◆ **AIM OF THE TASK**
Revise the items from their start through the line containing "xmin=0 ymin=35 xmax=213 ymax=80", both included, swapping "metal bridge railing" for "iron bridge railing" and leaving everything else as it is. Omit the pictures from your answer.

◆ **TASK MATERIAL**

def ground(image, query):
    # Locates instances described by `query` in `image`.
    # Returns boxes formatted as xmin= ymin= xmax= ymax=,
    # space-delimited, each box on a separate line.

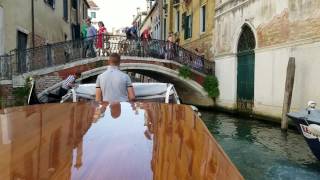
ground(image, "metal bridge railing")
xmin=0 ymin=54 xmax=13 ymax=80
xmin=0 ymin=35 xmax=213 ymax=80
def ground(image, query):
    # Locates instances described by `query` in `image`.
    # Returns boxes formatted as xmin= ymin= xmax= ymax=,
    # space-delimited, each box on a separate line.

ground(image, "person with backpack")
xmin=140 ymin=26 xmax=151 ymax=56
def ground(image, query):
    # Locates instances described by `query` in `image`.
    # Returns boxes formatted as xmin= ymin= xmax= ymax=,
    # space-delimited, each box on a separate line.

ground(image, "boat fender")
xmin=308 ymin=124 xmax=320 ymax=137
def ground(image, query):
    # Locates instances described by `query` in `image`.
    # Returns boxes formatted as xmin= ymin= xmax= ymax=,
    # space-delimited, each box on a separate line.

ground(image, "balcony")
xmin=173 ymin=0 xmax=180 ymax=7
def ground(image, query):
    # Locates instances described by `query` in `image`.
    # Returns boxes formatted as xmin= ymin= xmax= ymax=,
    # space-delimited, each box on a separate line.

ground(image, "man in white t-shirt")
xmin=96 ymin=53 xmax=135 ymax=103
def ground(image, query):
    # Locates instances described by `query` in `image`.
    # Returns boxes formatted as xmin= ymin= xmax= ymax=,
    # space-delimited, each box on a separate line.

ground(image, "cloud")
xmin=95 ymin=0 xmax=147 ymax=31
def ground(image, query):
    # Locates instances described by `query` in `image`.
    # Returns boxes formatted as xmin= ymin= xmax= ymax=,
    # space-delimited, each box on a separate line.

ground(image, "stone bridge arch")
xmin=81 ymin=63 xmax=213 ymax=107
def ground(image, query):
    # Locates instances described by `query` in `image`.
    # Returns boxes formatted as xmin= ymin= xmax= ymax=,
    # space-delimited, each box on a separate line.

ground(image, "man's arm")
xmin=96 ymin=87 xmax=102 ymax=102
xmin=128 ymin=86 xmax=136 ymax=101
xmin=96 ymin=76 xmax=102 ymax=102
xmin=126 ymin=75 xmax=136 ymax=101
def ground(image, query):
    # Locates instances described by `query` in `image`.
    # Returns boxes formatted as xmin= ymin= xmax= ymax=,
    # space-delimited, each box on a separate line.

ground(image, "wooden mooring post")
xmin=281 ymin=57 xmax=296 ymax=131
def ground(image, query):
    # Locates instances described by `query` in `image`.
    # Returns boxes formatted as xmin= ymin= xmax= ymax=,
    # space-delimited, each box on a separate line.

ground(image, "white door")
xmin=0 ymin=6 xmax=4 ymax=55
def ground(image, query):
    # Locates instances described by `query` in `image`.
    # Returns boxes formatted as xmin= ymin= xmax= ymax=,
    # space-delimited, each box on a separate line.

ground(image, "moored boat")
xmin=288 ymin=101 xmax=320 ymax=160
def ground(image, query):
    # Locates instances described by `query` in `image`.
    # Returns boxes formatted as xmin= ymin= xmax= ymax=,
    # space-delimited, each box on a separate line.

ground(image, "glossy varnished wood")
xmin=0 ymin=103 xmax=242 ymax=180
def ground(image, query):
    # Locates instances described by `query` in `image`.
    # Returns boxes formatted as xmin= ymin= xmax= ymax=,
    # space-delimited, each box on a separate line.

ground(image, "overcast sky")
xmin=94 ymin=0 xmax=147 ymax=31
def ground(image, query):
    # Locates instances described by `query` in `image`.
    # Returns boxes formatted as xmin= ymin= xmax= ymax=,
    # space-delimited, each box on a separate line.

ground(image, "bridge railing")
xmin=0 ymin=35 xmax=213 ymax=79
xmin=0 ymin=54 xmax=13 ymax=80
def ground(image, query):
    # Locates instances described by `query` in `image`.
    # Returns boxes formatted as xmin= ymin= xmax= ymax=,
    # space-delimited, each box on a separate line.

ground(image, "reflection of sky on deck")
xmin=0 ymin=102 xmax=241 ymax=180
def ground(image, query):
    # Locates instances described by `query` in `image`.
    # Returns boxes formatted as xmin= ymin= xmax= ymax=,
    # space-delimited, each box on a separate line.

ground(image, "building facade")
xmin=0 ymin=0 xmax=88 ymax=53
xmin=0 ymin=6 xmax=4 ymax=54
xmin=213 ymin=0 xmax=320 ymax=118
xmin=164 ymin=0 xmax=215 ymax=61
xmin=88 ymin=1 xmax=102 ymax=28
xmin=139 ymin=2 xmax=161 ymax=39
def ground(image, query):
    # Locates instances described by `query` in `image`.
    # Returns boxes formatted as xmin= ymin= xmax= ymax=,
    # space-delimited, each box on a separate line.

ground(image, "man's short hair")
xmin=109 ymin=53 xmax=121 ymax=65
xmin=74 ymin=72 xmax=81 ymax=78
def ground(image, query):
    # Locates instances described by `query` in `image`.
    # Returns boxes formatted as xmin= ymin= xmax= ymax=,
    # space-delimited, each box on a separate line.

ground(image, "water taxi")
xmin=288 ymin=101 xmax=320 ymax=160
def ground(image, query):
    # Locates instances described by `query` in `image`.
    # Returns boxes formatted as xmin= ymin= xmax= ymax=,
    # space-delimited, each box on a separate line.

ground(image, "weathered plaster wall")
xmin=0 ymin=0 xmax=84 ymax=52
xmin=215 ymin=0 xmax=320 ymax=117
xmin=0 ymin=5 xmax=5 ymax=54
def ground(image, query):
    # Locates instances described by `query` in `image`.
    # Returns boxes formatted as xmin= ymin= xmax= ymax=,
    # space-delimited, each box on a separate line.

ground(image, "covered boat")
xmin=288 ymin=101 xmax=320 ymax=160
xmin=0 ymin=101 xmax=243 ymax=180
xmin=28 ymin=82 xmax=180 ymax=105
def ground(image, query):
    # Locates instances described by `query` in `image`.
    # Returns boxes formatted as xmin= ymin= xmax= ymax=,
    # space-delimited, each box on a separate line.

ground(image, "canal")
xmin=201 ymin=111 xmax=320 ymax=180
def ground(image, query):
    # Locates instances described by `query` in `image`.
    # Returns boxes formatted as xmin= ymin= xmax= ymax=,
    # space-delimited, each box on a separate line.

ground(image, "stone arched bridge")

◆ **WRITTEN ANSWER**
def ground(image, query):
    # Locates instances described by `query` in `image`.
    # Returns boxes formatted as xmin= ymin= xmax= ymax=,
    # space-delimited, each box on a separate line.

ground(image, "iron bridge railing")
xmin=0 ymin=54 xmax=13 ymax=80
xmin=0 ymin=35 xmax=213 ymax=80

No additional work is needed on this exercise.